Job.
Display every line in the rows below that contains the word "hazy".

Dataset excerpt.
[Begin]

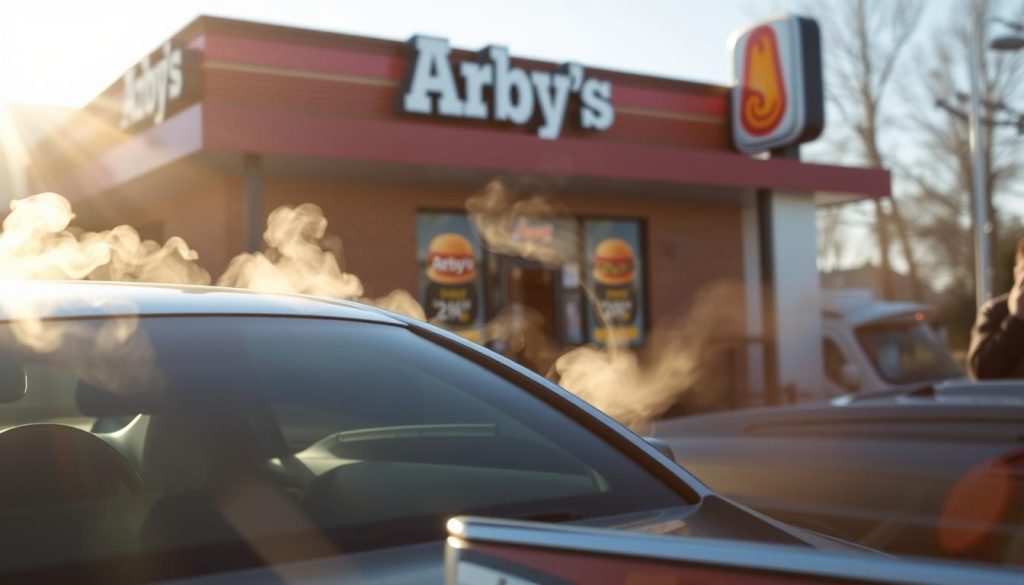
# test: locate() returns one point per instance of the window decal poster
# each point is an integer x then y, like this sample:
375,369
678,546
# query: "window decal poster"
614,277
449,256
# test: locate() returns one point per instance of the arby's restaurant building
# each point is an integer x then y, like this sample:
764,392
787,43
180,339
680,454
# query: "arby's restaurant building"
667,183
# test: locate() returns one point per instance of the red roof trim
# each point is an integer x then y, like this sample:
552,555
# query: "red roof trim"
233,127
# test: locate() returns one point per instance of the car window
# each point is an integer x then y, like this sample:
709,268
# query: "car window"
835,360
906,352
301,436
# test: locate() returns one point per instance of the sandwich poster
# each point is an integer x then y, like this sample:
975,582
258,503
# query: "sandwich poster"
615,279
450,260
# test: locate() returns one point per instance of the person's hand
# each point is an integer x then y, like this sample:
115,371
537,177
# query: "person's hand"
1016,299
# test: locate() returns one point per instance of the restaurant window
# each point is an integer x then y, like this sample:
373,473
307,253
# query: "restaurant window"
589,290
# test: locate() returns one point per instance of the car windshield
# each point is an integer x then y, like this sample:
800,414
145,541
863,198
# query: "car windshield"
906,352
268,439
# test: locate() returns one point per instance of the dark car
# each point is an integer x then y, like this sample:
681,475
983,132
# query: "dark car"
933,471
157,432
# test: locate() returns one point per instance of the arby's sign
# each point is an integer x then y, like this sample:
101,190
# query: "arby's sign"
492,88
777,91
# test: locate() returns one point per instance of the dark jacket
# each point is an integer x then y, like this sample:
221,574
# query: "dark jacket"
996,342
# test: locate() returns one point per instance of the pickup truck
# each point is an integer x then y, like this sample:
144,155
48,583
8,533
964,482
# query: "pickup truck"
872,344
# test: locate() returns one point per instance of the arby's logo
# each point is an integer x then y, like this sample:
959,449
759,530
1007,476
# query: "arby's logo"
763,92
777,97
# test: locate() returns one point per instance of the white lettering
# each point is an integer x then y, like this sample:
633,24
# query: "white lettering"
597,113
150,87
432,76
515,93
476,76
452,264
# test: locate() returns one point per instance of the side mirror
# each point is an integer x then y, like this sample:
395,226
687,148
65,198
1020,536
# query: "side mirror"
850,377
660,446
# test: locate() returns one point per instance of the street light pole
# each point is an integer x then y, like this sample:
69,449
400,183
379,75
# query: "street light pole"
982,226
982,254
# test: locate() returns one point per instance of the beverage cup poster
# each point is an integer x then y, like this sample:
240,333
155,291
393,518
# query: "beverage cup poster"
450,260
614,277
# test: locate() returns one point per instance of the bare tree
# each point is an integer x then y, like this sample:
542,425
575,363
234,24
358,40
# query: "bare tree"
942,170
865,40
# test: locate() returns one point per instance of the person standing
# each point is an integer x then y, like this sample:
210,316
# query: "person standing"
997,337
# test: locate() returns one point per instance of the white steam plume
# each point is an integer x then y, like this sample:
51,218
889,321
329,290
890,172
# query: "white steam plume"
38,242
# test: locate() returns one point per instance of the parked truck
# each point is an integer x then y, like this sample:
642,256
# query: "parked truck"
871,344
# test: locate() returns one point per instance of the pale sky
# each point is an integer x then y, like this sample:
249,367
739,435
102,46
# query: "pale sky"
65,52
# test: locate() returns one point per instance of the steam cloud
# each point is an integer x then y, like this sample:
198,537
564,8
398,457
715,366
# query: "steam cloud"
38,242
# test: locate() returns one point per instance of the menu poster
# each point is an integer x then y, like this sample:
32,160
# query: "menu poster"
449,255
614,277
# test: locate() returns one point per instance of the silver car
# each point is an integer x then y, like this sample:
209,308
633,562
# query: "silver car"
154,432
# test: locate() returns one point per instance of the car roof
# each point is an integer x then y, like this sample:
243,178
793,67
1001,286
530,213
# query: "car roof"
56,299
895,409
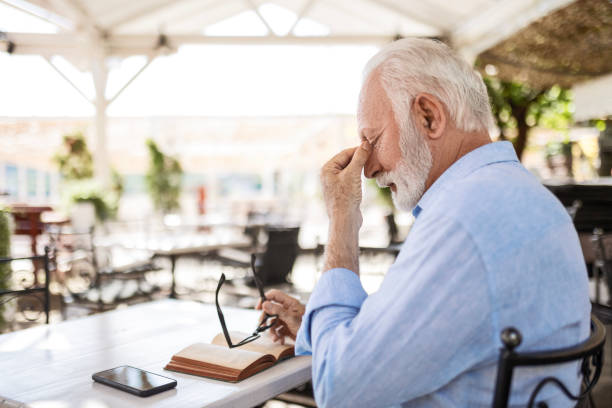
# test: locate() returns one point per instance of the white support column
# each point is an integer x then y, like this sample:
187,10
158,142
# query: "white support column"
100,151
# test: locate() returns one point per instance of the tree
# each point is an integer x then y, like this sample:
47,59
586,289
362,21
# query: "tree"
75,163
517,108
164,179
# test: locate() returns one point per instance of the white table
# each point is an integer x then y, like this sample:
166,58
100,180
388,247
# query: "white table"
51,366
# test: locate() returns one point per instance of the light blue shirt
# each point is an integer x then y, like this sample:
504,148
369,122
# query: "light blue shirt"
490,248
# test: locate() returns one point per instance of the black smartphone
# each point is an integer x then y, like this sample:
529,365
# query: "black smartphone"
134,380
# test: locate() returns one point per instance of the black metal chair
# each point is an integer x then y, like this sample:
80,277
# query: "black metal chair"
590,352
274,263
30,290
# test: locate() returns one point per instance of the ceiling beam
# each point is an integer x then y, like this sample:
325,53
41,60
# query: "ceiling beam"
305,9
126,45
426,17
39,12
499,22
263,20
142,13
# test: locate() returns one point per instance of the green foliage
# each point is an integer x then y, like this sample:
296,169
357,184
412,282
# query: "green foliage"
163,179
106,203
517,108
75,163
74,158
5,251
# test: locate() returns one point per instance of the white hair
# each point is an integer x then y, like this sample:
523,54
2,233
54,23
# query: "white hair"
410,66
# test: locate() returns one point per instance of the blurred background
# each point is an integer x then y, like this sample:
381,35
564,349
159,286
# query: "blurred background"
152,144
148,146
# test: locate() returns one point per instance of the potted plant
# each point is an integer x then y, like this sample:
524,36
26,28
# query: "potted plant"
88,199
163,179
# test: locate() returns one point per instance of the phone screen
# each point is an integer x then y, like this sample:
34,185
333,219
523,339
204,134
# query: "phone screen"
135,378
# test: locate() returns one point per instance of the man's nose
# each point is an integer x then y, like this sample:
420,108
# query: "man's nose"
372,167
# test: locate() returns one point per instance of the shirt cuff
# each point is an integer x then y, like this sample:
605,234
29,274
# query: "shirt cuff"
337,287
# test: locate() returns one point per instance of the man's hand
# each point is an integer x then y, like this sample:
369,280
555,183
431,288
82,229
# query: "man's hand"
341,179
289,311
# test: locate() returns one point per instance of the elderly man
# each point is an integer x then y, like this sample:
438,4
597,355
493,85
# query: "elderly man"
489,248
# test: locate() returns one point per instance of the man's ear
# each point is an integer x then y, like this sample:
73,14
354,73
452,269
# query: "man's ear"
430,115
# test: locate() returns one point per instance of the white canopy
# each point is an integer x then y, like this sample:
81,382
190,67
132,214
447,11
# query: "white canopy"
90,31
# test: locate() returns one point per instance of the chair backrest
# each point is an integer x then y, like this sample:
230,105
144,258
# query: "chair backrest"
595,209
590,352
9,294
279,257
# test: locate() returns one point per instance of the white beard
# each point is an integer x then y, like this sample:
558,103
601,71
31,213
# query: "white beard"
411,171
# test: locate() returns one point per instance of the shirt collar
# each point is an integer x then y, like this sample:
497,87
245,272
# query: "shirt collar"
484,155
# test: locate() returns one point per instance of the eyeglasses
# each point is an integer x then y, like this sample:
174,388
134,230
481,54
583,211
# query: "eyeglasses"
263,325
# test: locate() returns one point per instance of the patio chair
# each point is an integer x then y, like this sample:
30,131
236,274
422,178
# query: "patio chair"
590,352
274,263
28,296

[End]
[Begin]

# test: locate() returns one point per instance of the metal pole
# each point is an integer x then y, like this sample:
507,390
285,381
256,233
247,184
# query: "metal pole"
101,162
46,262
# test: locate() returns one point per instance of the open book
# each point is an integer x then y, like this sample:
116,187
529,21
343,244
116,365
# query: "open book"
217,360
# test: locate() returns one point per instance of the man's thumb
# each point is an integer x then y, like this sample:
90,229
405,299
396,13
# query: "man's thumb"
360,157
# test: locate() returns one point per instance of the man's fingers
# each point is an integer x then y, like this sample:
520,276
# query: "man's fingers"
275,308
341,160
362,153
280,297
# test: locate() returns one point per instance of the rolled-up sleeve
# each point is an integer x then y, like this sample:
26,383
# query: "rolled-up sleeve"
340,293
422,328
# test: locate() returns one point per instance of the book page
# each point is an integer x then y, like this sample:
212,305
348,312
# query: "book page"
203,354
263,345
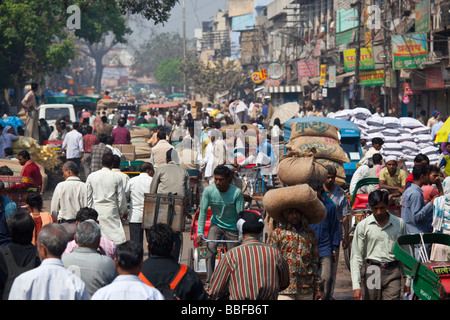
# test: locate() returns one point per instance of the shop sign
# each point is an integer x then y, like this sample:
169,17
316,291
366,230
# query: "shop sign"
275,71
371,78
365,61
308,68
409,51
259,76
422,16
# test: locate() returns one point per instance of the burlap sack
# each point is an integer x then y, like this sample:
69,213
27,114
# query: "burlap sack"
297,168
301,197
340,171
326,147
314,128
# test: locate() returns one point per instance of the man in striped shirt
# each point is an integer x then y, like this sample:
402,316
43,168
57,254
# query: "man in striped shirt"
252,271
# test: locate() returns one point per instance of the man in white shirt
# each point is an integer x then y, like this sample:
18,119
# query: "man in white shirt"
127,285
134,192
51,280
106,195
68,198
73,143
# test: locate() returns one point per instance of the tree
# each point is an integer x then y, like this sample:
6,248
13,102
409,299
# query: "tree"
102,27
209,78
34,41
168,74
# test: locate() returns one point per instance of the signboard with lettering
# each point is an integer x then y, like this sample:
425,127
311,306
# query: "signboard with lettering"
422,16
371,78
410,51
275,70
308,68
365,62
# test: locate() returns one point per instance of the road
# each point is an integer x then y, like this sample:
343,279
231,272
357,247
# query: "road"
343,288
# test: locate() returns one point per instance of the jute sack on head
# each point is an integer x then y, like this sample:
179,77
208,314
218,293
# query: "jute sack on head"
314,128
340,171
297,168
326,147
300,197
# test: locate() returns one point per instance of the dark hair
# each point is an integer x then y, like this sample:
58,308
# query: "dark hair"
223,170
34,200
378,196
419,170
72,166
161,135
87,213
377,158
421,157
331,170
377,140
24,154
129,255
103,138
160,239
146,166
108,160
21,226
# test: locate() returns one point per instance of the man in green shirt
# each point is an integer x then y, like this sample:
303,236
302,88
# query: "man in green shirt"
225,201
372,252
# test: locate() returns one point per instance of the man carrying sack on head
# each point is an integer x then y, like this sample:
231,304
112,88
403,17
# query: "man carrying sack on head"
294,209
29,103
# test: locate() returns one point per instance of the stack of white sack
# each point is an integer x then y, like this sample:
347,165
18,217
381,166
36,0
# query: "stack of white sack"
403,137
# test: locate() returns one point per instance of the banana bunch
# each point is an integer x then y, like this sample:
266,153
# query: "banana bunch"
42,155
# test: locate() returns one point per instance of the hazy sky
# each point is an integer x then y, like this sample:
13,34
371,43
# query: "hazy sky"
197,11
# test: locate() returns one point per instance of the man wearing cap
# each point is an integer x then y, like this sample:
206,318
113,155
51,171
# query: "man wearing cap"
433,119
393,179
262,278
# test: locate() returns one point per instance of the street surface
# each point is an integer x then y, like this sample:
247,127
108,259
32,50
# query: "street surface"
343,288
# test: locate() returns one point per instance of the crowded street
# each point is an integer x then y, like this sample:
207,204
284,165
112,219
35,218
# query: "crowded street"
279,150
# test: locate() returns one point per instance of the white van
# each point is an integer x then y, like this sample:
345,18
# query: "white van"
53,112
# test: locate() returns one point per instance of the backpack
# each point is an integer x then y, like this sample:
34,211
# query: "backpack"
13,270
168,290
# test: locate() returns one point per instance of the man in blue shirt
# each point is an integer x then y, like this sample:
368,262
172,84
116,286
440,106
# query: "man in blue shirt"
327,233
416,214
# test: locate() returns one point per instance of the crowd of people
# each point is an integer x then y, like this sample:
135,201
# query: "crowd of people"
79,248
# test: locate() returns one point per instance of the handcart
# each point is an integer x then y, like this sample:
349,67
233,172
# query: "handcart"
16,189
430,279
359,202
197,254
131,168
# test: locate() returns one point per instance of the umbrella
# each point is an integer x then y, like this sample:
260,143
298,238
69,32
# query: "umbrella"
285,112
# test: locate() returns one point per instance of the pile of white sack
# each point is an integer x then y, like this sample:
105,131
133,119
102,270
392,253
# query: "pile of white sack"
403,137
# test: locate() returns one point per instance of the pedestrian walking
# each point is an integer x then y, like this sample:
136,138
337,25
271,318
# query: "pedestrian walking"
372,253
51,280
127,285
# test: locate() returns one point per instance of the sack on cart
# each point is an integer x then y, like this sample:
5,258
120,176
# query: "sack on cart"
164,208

[End]

The solution.
# test: locate() returns one point per instance of the hazy sky
# query: "hazy sky"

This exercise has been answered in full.